[Records held in a dataset]
....
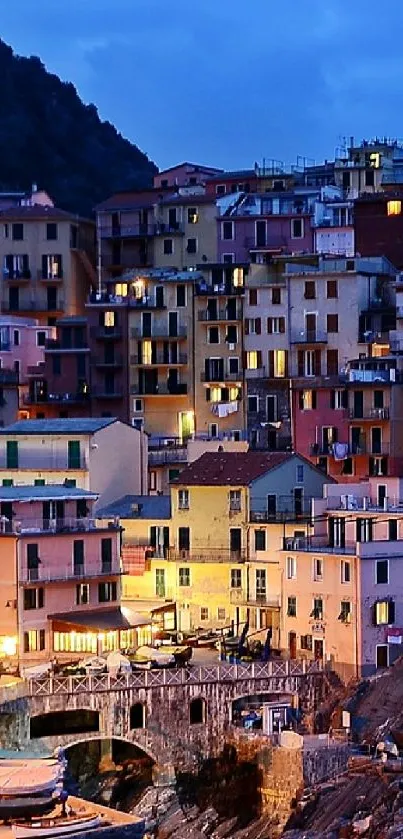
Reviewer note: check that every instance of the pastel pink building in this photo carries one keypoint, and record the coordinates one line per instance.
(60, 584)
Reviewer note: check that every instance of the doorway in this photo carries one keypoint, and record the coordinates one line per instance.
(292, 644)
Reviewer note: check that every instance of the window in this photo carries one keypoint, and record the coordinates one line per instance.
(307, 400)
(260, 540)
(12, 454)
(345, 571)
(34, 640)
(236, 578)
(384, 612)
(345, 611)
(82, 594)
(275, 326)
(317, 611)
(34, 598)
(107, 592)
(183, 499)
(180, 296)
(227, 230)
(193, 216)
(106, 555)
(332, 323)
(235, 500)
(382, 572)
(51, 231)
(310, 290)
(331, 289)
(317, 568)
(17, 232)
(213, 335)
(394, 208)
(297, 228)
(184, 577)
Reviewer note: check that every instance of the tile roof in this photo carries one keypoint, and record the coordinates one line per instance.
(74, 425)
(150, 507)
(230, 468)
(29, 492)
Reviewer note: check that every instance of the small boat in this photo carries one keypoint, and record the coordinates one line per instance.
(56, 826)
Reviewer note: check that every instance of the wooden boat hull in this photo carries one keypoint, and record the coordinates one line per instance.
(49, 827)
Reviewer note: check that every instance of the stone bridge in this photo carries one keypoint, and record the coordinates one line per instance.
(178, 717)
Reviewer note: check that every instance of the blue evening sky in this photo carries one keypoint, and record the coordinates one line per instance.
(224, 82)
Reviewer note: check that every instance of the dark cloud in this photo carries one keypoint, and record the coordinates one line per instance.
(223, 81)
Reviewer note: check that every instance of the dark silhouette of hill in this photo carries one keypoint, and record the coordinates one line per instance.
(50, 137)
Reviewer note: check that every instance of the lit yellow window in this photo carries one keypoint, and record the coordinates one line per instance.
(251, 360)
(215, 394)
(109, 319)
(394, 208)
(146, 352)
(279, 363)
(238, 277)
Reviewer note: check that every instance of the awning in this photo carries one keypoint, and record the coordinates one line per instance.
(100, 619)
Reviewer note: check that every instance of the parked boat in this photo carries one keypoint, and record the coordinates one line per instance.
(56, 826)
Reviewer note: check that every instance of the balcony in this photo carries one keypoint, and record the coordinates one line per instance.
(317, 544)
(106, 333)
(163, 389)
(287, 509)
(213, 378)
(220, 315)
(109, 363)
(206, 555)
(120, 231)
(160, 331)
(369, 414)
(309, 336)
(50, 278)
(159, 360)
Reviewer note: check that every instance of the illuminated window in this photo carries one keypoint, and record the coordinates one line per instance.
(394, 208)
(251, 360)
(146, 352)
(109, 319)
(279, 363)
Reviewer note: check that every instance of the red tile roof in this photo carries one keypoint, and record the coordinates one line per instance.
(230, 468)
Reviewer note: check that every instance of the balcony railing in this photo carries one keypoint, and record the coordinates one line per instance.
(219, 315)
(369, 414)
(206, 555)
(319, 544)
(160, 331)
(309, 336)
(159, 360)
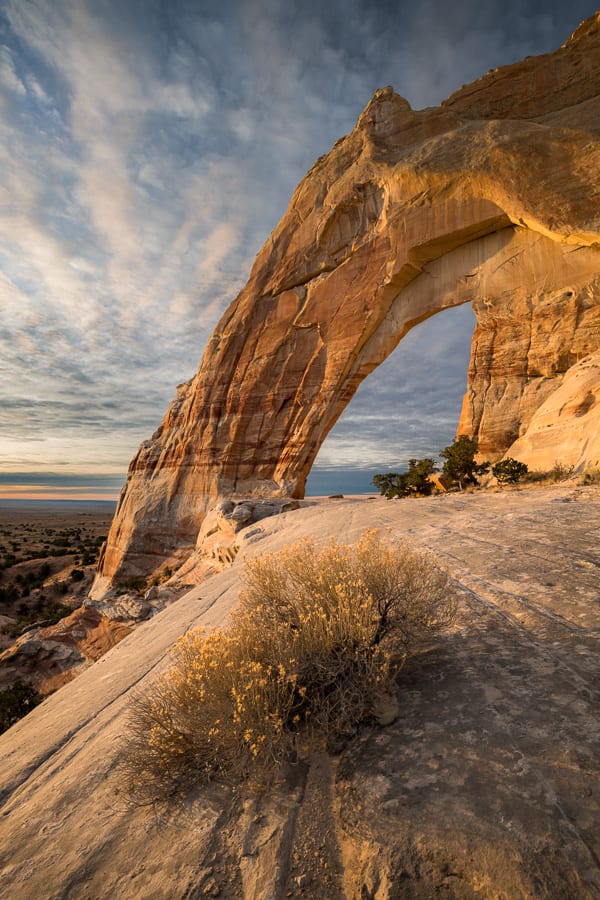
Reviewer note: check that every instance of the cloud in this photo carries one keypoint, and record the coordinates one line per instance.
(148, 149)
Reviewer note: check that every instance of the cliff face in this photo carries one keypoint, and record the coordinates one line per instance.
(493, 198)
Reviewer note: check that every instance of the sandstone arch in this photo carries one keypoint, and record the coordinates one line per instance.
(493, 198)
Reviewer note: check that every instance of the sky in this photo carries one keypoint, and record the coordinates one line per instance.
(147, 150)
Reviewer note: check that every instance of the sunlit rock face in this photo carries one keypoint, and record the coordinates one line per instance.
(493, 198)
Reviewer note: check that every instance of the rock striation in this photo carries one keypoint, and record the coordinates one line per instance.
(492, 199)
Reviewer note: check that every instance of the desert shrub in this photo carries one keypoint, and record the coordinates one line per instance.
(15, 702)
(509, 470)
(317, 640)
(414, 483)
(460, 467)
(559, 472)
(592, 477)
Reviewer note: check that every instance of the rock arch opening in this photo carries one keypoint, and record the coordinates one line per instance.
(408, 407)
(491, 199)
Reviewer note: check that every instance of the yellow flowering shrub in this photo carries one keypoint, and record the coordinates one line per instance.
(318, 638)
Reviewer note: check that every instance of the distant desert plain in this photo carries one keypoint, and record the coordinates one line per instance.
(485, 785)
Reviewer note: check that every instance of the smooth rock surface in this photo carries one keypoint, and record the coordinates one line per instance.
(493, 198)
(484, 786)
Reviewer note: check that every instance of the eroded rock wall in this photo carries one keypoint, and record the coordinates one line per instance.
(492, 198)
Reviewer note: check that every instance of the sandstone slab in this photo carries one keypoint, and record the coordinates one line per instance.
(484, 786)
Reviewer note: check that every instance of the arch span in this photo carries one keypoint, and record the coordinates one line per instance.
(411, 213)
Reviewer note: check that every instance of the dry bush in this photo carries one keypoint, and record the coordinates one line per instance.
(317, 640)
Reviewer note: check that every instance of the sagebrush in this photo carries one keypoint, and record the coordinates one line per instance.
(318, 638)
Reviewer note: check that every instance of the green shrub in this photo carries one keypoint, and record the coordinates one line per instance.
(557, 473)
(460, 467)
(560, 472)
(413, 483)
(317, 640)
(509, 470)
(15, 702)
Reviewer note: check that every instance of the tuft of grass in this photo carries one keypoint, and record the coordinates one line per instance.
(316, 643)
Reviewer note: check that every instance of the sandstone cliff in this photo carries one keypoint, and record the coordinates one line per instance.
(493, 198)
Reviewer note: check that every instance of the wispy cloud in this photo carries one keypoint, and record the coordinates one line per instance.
....
→ What you have to do
Rewrite every line of the items above as a numbered list, skipping any blank lines. Leave the pictures out.

→ Response to this exercise
1. Reviewer note: check that every instance of the pastel pink building in this photo carries one keypoint, and record the coordinates one line per instance.
2. (60, 584)
3. Reviewer note: check that every instance of the doorway in this photo carries one keypoint, and record the coordinates one line per instance.
4. (292, 644)
5. Reviewer note: check that every instance of the window in this photo carries one keypoint, and record the coordinates one line per instance.
6. (307, 400)
7. (260, 540)
8. (12, 454)
9. (345, 571)
10. (34, 640)
11. (236, 578)
12. (384, 612)
13. (345, 611)
14. (82, 594)
15. (275, 326)
16. (317, 611)
17. (34, 598)
18. (107, 592)
19. (183, 499)
20. (180, 296)
21. (227, 230)
22. (193, 216)
23. (106, 555)
24. (332, 323)
25. (235, 500)
26. (382, 572)
27. (51, 231)
28. (310, 290)
29. (331, 289)
30. (317, 568)
31. (17, 232)
32. (213, 335)
33. (394, 208)
34. (297, 228)
35. (184, 577)
36. Reviewer note: check that every instance of the tile roof in this photo carries one keypoint, and record the coordinates one line per instance.
37. (74, 425)
38. (150, 507)
39. (230, 468)
40. (29, 492)
41. Reviewer note: check that every instance of the small boat in this photo carries one keypoint, and record the coordinates one line per instance.
42. (56, 826)
43. Reviewer note: check that every instance of the wooden boat hull in this photo carries one keypoint, and record the coordinates one line per instance.
44. (49, 827)
45. Reviewer note: check that every instance of the stone bridge in this photo carries one keypoint, and record the coordinates one line per instance.
46. (178, 717)
47. Reviewer note: check that every instance of the blue evening sky in this photo carries one keypoint, and record the coordinates one line per instance.
48. (224, 82)
49. Reviewer note: check that every instance of the dark cloud in this photo carries one keypoint, and record the coordinates one line per instance.
50. (223, 81)
51. Reviewer note: check that every instance of the dark silhouette of hill in this photo carries one keypoint, and record the coordinates one line per instance.
52. (50, 137)
53. Reviewer note: check that every instance of the lit yellow window in this photo carries one keypoint, and record the coordinates one line per instance.
54. (251, 360)
55. (215, 394)
56. (109, 319)
57. (394, 208)
58. (146, 352)
59. (279, 363)
60. (238, 277)
61. Reviewer note: check that every instance of the awning in this photo carries one keypoint, and record the coordinates one line per instance.
62. (100, 619)
63. Reviewer note: check that every instance of the parked boat in this photo carries one keypoint, and record the coordinates one line per instance.
64. (56, 826)
65. Reviewer note: check that every instance of the balcony in this photo carries one keypoint, and record the coordinates one line per instance.
66. (317, 544)
67. (106, 333)
68. (163, 389)
69. (287, 509)
70. (213, 378)
71. (220, 315)
72. (109, 363)
73. (206, 555)
74. (120, 231)
75. (160, 331)
76. (369, 414)
77. (309, 336)
78. (50, 278)
79. (159, 360)
80. Reviewer note: check that every instance of the illuminated window in this photo carries one keypoint, and record the coordinates one line per instance.
81. (394, 208)
82. (251, 360)
83. (146, 352)
84. (109, 319)
85. (279, 363)
86. Reviewer note: check that every instance of the red tile roof in this photo carries one keypoint, and record the coordinates one line per instance.
87. (230, 468)
88. Reviewer note: check that every instance of the balcony railing in this photo carries one keypoint, and record the coordinates one line per instance.
89. (219, 315)
90. (369, 414)
91. (206, 555)
92. (319, 544)
93. (160, 331)
94. (309, 336)
95. (159, 360)
96. Reviewer note: check that every instance of the cloud in this photo carries one keypoint, and record the coordinates one line per instance.
97. (148, 149)
98. Reviewer note: check that every instance of the cliff face in this photo carries one keypoint, and record the coordinates one line per instance.
99. (493, 198)
100. Reviewer note: check that every instance of the sandstone arch in this photo carries one keypoint, and record the coordinates one line per instance.
101. (493, 198)
102. Reviewer note: check that every instance of the sky in this photo carries one keypoint, and record the coordinates one line per instance.
103. (147, 150)
104. Reviewer note: check that every instance of the sunlit rock face in this photo carries one keypoint, and record the coordinates one line per instance.
105. (493, 198)
106. Reviewer note: check that every instance of the rock striation in this photo carries one keypoint, and record the coordinates one line per instance.
107. (492, 199)
108. Reviewer note: check that every instance of the desert shrub in this photo carries one keypoint, and record the coordinates one line per instance.
109. (15, 702)
110. (509, 470)
111. (317, 640)
112. (414, 483)
113. (460, 467)
114. (559, 472)
115. (592, 477)
116. Reviewer note: check that every instance of the rock arch opening in this photo carries one keypoint, and record the coordinates one line per instance.
117. (408, 407)
118. (491, 199)
119. Reviewer note: check that every instance of the yellow flowering shrub in this photo carries one keypoint, and record the coordinates one line per instance.
120. (318, 638)
121. Reviewer note: check that every instance of the distant desert plain in this photo carries one keypoint, and record the coordinates one line per instance.
122. (485, 785)
123. Reviewer note: check that every instance of the smooth rock surface in this photo carries one keypoint, and record the coordinates one line per instance.
124. (493, 198)
125. (484, 786)
126. Reviewer note: check that every instance of the eroded rock wall in this photo carries one keypoint, and record the coordinates one line per instance.
127. (492, 198)
128. Reviewer note: check that every instance of the sandstone slab in this photo carries one keypoint, and record the coordinates one line per instance.
129. (484, 786)
130. Reviewer note: check that every instance of the arch span in this photo carries one keypoint, and record the coordinates one line per instance.
131. (411, 213)
132. Reviewer note: check that every instance of the dry bush in this photo carries one keypoint, and record the coordinates one line per instance.
133. (317, 640)
134. Reviewer note: check that every instance of the sagebrush in this photo carries one keypoint, and record the coordinates one line per instance.
135. (318, 638)
136. Reviewer note: check that every instance of the green shrub in this photo carries one keypoint, and record the coordinates one line per instance.
137. (557, 473)
138. (460, 467)
139. (560, 472)
140. (413, 483)
141. (317, 640)
142. (509, 470)
143. (15, 702)
144. Reviewer note: check that every instance of the tuft of grass in this photo carries one keypoint, and record the coordinates one line per instance.
145. (316, 643)
146. Reviewer note: check that every instance of the sandstone cliff in this photo carries one keypoint, and record the coordinates one line per instance.
147. (493, 198)
148. Reviewer note: check that every instance of the wispy cloud in this photo carries one keypoint, and record the coordinates one line per instance.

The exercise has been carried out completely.